Exercise details>
Rewrite the rows from the line with "Could you please point to the dark wood" up to and including the last line of the rows, changing "stainless steel" to "white" and leaving everything else the same.
** BEGIN **
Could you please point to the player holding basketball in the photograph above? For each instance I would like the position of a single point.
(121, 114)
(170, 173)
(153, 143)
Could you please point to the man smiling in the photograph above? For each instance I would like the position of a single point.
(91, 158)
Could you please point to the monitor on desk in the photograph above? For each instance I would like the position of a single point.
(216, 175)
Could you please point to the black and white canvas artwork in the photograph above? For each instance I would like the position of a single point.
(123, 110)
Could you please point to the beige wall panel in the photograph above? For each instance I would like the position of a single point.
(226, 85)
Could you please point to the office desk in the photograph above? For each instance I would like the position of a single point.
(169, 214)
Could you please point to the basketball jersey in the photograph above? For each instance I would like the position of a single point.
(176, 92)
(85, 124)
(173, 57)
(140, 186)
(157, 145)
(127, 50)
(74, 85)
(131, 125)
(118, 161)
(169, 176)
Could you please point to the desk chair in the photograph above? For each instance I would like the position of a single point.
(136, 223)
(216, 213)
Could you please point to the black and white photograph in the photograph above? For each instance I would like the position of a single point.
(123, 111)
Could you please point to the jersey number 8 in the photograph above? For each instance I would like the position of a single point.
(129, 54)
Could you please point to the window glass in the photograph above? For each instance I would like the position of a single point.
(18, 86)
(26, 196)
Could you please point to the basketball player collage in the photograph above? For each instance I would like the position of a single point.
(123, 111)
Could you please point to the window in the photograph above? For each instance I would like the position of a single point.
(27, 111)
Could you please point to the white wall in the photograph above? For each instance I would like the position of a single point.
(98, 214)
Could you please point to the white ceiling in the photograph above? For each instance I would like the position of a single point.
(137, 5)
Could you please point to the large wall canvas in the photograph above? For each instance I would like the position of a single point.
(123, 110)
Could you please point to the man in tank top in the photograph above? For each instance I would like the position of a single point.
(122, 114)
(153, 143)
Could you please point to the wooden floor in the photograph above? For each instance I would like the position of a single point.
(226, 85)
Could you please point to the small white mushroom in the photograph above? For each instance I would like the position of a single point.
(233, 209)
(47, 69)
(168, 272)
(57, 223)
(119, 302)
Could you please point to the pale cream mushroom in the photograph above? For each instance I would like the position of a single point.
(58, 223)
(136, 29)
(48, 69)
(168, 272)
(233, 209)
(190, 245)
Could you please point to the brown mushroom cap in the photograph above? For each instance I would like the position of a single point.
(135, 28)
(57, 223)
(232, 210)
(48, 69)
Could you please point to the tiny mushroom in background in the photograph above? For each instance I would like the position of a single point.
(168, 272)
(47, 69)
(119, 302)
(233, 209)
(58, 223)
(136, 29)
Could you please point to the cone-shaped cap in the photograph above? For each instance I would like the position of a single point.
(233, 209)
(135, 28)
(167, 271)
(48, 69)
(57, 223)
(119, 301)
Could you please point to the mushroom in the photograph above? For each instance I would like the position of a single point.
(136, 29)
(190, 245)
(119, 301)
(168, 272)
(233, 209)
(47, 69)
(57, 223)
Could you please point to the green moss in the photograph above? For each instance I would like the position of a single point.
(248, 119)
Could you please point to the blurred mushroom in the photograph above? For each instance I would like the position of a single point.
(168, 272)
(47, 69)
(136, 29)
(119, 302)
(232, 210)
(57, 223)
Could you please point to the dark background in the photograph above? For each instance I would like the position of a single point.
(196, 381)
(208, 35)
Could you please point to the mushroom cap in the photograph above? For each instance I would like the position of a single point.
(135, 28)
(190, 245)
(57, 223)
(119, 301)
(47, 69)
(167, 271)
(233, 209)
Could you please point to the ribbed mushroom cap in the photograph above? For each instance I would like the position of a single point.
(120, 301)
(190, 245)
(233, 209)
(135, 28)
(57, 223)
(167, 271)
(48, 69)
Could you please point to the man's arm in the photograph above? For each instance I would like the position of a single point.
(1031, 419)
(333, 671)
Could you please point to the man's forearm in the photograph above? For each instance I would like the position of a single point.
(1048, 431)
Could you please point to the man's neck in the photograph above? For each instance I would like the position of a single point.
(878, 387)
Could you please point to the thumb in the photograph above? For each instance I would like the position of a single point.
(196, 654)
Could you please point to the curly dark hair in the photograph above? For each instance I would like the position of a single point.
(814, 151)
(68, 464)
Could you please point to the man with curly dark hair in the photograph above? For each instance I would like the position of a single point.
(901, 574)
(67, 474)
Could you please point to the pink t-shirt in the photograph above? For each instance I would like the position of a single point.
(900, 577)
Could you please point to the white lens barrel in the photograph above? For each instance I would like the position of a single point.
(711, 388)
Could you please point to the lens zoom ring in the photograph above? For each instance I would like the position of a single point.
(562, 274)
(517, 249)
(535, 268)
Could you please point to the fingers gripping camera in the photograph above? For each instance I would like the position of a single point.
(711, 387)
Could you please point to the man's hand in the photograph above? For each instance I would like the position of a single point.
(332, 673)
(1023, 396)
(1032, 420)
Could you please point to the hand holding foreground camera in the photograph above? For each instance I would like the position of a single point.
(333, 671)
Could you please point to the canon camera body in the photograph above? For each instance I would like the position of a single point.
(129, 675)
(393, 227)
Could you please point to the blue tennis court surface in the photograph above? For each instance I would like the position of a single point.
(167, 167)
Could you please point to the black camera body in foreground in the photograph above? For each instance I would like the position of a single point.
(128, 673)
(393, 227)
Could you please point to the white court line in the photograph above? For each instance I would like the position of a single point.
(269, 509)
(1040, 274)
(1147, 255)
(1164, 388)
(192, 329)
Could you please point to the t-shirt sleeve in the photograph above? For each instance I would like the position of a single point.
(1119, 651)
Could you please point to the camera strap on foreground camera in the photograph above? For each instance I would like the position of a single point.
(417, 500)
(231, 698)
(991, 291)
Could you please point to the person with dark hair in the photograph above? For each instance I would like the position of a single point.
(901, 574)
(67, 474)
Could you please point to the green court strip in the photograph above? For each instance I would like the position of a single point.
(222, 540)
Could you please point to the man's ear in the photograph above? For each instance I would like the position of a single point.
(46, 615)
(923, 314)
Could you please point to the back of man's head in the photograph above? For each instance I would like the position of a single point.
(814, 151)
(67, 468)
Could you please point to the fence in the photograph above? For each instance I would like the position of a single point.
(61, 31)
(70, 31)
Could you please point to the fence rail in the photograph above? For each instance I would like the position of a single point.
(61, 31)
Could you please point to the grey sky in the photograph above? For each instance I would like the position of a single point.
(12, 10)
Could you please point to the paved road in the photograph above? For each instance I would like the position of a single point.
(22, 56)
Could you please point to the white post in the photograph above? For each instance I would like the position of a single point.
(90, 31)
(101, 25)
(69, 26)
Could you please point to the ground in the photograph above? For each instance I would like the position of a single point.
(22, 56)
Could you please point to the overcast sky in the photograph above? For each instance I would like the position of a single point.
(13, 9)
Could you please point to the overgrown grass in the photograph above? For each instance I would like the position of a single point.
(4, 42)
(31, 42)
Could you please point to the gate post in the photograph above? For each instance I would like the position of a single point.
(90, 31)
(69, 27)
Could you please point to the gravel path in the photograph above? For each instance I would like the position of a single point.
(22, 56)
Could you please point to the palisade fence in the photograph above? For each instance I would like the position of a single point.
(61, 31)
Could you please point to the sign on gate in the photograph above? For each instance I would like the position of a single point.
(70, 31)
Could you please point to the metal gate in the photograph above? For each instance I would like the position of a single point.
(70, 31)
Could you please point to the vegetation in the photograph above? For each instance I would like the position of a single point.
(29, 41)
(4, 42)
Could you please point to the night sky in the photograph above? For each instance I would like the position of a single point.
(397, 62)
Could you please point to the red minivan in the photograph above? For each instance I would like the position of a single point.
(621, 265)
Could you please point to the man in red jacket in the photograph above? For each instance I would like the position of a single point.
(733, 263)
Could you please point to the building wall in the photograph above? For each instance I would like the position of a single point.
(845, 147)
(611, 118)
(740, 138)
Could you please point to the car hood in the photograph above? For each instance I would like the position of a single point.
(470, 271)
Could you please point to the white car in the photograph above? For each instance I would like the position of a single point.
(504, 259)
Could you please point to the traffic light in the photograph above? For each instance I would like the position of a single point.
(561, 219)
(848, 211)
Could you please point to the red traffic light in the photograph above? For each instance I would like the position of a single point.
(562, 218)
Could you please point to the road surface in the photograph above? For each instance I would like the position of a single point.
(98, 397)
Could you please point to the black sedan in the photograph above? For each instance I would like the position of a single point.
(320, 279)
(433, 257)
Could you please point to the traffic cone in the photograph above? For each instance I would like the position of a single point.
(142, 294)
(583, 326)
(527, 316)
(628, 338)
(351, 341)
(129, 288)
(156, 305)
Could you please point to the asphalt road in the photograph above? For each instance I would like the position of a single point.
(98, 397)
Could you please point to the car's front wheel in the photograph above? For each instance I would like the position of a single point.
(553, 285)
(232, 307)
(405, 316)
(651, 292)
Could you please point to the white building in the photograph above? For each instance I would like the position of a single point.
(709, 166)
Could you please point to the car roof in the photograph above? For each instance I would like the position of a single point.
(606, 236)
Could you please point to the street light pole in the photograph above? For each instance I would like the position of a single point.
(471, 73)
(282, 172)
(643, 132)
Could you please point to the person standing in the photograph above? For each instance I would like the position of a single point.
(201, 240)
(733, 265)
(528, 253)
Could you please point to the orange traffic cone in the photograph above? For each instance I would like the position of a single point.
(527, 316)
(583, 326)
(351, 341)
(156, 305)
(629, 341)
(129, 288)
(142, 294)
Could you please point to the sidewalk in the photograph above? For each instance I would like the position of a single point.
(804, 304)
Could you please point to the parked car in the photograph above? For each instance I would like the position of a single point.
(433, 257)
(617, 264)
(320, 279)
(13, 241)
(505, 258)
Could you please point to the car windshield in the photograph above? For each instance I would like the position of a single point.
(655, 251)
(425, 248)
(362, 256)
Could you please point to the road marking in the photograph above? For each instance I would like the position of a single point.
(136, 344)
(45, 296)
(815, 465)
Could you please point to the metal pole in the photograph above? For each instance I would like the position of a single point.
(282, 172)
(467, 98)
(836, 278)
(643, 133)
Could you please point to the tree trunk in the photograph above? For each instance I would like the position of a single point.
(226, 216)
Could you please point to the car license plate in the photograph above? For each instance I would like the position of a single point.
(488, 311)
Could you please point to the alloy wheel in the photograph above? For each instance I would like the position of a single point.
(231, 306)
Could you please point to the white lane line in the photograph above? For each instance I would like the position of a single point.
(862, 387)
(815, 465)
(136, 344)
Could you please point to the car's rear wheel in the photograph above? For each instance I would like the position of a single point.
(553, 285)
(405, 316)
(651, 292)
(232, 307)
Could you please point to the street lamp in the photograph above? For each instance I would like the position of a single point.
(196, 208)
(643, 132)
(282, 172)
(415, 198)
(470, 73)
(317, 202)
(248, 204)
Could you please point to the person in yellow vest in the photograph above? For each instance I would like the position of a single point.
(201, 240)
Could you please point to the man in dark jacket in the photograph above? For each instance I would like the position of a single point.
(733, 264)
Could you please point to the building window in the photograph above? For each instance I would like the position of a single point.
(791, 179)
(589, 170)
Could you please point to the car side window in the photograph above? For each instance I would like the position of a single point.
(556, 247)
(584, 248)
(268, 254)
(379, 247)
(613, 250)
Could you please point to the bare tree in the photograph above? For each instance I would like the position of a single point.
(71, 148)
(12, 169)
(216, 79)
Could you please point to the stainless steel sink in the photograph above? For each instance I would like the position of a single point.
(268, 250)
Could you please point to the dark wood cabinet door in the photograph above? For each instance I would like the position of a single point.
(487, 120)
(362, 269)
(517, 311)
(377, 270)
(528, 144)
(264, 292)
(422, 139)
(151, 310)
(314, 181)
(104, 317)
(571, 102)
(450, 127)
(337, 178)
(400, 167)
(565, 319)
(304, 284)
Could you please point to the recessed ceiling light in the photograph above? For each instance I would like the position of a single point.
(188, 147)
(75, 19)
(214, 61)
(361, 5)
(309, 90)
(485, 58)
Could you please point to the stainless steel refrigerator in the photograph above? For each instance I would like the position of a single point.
** END **
Right answer>
Could you please point to the dark wood cabinet door in the photograph above? For each instance I would like the position of a single point.
(487, 120)
(362, 269)
(517, 311)
(377, 270)
(528, 144)
(264, 292)
(422, 139)
(151, 310)
(314, 181)
(104, 317)
(571, 102)
(450, 127)
(337, 178)
(400, 167)
(565, 319)
(304, 284)
Could you please point to the recessed ceiling light in the photograph above? For each instance I would like the position of a single point.
(188, 147)
(75, 19)
(214, 61)
(361, 5)
(309, 90)
(485, 58)
Could you please point to the white refrigerator in the photograph above? For each instance I would like the position of a single point.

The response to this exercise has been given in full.